## Start PROVIDED ENTRIES
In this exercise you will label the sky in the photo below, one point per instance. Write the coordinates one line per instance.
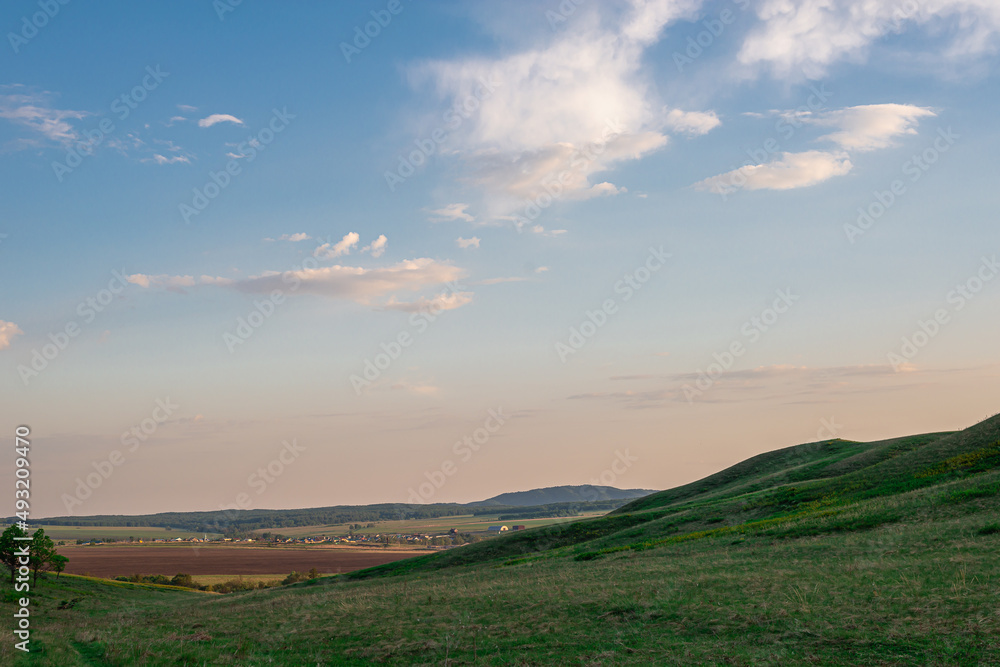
(276, 255)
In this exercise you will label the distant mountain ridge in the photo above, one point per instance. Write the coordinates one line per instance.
(561, 494)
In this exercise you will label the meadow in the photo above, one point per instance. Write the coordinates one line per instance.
(832, 553)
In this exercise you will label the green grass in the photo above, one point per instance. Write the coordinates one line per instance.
(833, 553)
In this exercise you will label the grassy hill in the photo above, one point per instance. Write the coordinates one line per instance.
(884, 553)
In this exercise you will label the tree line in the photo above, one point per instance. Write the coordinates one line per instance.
(41, 552)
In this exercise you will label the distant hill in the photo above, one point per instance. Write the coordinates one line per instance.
(561, 494)
(558, 501)
(831, 487)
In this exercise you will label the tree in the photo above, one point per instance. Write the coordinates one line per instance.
(59, 563)
(41, 551)
(9, 547)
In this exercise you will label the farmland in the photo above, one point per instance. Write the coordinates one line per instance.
(832, 553)
(168, 559)
(87, 533)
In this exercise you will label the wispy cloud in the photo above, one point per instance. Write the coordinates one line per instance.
(376, 287)
(161, 159)
(452, 212)
(34, 112)
(692, 123)
(216, 118)
(341, 247)
(563, 111)
(293, 238)
(804, 37)
(789, 170)
(377, 247)
(858, 129)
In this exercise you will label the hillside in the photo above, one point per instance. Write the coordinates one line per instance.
(810, 489)
(561, 494)
(554, 501)
(833, 553)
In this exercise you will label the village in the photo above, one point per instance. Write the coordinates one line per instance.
(452, 538)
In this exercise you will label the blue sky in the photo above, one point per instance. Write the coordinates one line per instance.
(482, 186)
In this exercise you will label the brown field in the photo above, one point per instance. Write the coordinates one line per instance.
(113, 561)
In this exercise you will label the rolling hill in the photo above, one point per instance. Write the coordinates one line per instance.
(561, 494)
(833, 553)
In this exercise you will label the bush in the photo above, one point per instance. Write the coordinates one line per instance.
(294, 578)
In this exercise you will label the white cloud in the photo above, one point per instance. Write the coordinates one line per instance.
(692, 123)
(293, 238)
(437, 303)
(452, 212)
(859, 129)
(160, 159)
(161, 280)
(7, 332)
(865, 128)
(34, 112)
(377, 287)
(575, 106)
(209, 121)
(500, 281)
(342, 247)
(807, 36)
(376, 247)
(790, 170)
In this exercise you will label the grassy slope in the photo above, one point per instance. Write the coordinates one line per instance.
(828, 553)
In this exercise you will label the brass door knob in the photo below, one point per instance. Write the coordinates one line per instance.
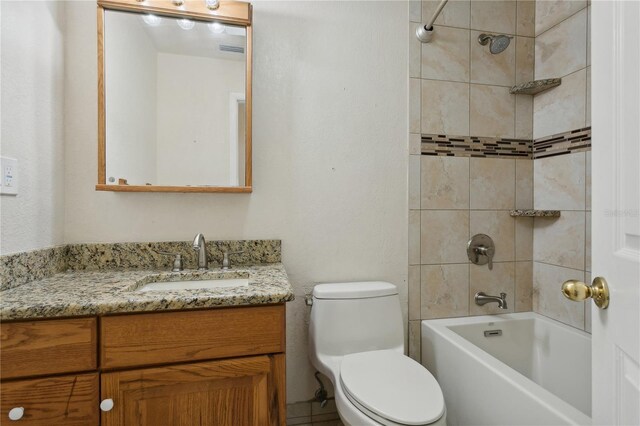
(579, 291)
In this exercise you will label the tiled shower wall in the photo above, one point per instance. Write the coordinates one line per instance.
(562, 246)
(457, 88)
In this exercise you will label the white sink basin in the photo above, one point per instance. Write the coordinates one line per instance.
(195, 284)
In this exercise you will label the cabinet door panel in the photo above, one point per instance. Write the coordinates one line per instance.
(64, 400)
(226, 392)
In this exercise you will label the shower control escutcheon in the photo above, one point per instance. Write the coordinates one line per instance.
(480, 250)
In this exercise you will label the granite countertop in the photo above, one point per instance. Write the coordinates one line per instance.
(80, 293)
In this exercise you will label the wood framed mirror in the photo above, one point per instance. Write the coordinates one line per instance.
(174, 96)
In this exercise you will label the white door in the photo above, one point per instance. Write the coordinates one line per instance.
(615, 82)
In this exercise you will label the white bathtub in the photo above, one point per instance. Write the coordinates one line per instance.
(538, 372)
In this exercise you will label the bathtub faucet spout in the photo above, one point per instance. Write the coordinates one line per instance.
(482, 299)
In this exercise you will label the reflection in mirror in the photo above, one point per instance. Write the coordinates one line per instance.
(175, 101)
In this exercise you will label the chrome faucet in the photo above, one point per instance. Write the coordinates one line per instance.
(200, 246)
(482, 299)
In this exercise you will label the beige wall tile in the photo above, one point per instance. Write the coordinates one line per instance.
(498, 16)
(526, 18)
(455, 14)
(561, 108)
(414, 237)
(415, 92)
(524, 286)
(501, 279)
(414, 144)
(559, 182)
(414, 182)
(524, 238)
(492, 183)
(415, 10)
(487, 68)
(587, 242)
(414, 292)
(446, 108)
(446, 57)
(563, 49)
(548, 299)
(560, 241)
(524, 116)
(587, 181)
(415, 51)
(525, 55)
(445, 291)
(500, 227)
(445, 182)
(444, 236)
(492, 111)
(551, 12)
(415, 341)
(524, 184)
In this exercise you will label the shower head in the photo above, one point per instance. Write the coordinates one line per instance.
(498, 42)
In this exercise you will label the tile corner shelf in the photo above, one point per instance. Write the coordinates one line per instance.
(534, 213)
(535, 87)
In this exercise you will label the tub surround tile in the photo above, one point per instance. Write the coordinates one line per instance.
(526, 18)
(497, 16)
(563, 49)
(562, 108)
(492, 183)
(551, 12)
(524, 286)
(444, 236)
(445, 107)
(524, 238)
(447, 56)
(524, 184)
(444, 291)
(548, 299)
(559, 182)
(100, 292)
(560, 241)
(444, 183)
(455, 14)
(501, 279)
(500, 227)
(487, 68)
(525, 55)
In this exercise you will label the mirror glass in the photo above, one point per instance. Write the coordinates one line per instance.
(174, 101)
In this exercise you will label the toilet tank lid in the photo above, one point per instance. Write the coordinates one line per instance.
(357, 290)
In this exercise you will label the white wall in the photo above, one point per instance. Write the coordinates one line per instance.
(329, 161)
(193, 118)
(131, 120)
(32, 74)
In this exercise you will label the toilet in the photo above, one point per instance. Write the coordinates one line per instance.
(356, 339)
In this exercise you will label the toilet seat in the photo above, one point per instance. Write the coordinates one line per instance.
(391, 388)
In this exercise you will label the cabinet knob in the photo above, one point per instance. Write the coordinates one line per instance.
(106, 404)
(16, 413)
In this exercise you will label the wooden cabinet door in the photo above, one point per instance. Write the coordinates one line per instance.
(217, 393)
(62, 400)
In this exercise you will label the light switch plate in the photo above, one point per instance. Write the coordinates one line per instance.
(9, 178)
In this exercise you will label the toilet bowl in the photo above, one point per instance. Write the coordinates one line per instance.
(356, 339)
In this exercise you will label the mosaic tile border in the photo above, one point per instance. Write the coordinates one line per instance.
(578, 140)
(20, 268)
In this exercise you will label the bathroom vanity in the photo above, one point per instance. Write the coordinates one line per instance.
(90, 347)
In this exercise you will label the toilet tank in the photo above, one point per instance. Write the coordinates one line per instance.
(355, 317)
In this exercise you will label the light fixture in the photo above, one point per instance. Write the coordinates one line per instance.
(152, 20)
(212, 4)
(186, 24)
(216, 27)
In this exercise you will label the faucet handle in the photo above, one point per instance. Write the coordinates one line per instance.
(177, 261)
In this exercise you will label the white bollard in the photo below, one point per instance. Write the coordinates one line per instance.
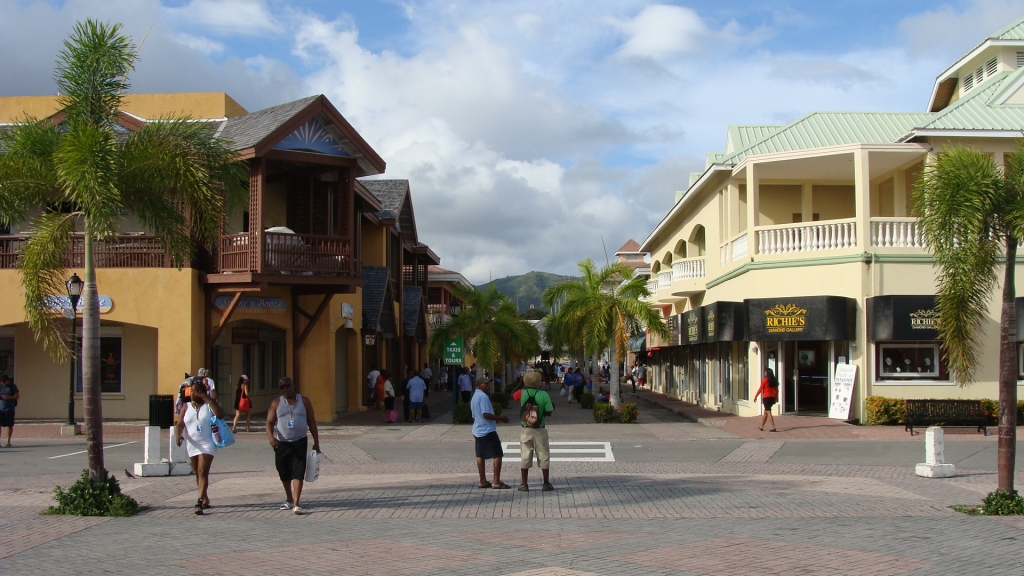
(935, 465)
(151, 464)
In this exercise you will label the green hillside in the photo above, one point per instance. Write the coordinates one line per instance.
(527, 288)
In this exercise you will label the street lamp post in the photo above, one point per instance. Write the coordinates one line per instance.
(455, 309)
(75, 286)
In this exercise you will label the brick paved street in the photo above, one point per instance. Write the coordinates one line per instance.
(680, 498)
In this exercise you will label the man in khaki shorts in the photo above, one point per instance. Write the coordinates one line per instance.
(536, 407)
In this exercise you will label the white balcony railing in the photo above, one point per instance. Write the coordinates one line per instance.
(688, 270)
(817, 237)
(665, 279)
(896, 233)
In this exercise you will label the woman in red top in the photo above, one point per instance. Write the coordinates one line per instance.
(769, 394)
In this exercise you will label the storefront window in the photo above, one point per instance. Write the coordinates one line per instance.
(909, 361)
(111, 366)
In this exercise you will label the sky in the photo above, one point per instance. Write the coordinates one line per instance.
(534, 133)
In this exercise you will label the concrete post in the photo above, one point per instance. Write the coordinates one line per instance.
(935, 465)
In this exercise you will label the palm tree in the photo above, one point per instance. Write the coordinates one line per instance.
(491, 326)
(604, 306)
(85, 172)
(972, 216)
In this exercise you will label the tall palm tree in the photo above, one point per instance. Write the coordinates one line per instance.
(84, 172)
(972, 216)
(491, 326)
(604, 307)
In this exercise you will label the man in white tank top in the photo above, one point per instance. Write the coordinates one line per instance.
(288, 421)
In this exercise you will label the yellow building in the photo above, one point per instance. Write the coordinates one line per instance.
(282, 293)
(796, 249)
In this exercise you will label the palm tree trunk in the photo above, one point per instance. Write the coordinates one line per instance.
(1007, 446)
(90, 364)
(613, 375)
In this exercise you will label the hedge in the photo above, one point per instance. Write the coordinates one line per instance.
(880, 410)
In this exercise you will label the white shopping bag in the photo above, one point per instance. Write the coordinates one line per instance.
(312, 466)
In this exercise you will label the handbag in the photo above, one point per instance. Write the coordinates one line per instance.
(312, 466)
(223, 437)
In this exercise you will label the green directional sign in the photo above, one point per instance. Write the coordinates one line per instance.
(454, 351)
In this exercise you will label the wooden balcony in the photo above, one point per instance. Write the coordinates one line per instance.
(127, 250)
(288, 254)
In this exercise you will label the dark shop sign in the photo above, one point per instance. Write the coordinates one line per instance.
(802, 318)
(902, 318)
(724, 322)
(692, 326)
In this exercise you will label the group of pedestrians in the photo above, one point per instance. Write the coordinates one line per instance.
(289, 420)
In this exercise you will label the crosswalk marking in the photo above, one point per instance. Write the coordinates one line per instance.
(572, 451)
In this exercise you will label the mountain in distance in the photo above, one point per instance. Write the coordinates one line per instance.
(526, 289)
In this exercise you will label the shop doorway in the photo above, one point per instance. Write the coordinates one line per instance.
(804, 370)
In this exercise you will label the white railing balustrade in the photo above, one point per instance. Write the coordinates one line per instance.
(665, 279)
(896, 233)
(688, 269)
(739, 247)
(817, 237)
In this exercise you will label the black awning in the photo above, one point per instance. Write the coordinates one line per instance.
(725, 322)
(801, 318)
(691, 326)
(902, 318)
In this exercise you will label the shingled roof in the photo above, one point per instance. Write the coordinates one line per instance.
(250, 129)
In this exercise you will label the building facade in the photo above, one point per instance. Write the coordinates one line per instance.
(284, 291)
(797, 250)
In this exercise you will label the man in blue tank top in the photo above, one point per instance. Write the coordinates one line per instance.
(288, 420)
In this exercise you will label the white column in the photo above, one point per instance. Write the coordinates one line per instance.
(862, 197)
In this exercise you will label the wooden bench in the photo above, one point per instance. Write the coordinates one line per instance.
(946, 413)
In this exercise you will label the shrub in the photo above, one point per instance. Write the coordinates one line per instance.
(586, 401)
(628, 413)
(462, 414)
(880, 410)
(1001, 503)
(603, 413)
(86, 497)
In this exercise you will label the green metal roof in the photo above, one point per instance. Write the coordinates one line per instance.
(820, 129)
(977, 111)
(1012, 32)
(742, 135)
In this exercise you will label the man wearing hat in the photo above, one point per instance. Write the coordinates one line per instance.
(534, 438)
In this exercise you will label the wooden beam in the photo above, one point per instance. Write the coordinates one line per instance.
(224, 319)
(312, 321)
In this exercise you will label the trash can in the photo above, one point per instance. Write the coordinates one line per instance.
(161, 410)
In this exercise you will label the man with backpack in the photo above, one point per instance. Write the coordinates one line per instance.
(534, 438)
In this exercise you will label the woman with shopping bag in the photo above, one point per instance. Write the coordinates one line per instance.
(288, 421)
## End PROVIDED ENTRIES
JOB: Only the lines from the one containing "In this exercise you will label the wooden beam" to the end of the data should be printed, exactly as they stand.

FINISHED ANSWER:
In this exercise you will label the wooden beam in the photo above, one point per instance. Write the coordinates one line per instance.
(224, 319)
(312, 321)
In this exercise you will label the trash can in the photo above, one point per instance. Write the coordinates one line per instance.
(161, 410)
In this exercise you will label the man with backpack in the photo above, one point per instance. Write the coordinates one line per instance.
(534, 438)
In this exercise you will label the woman with shopping bag in the photo above, one point per instance. Write the coordinates one line per instance.
(288, 421)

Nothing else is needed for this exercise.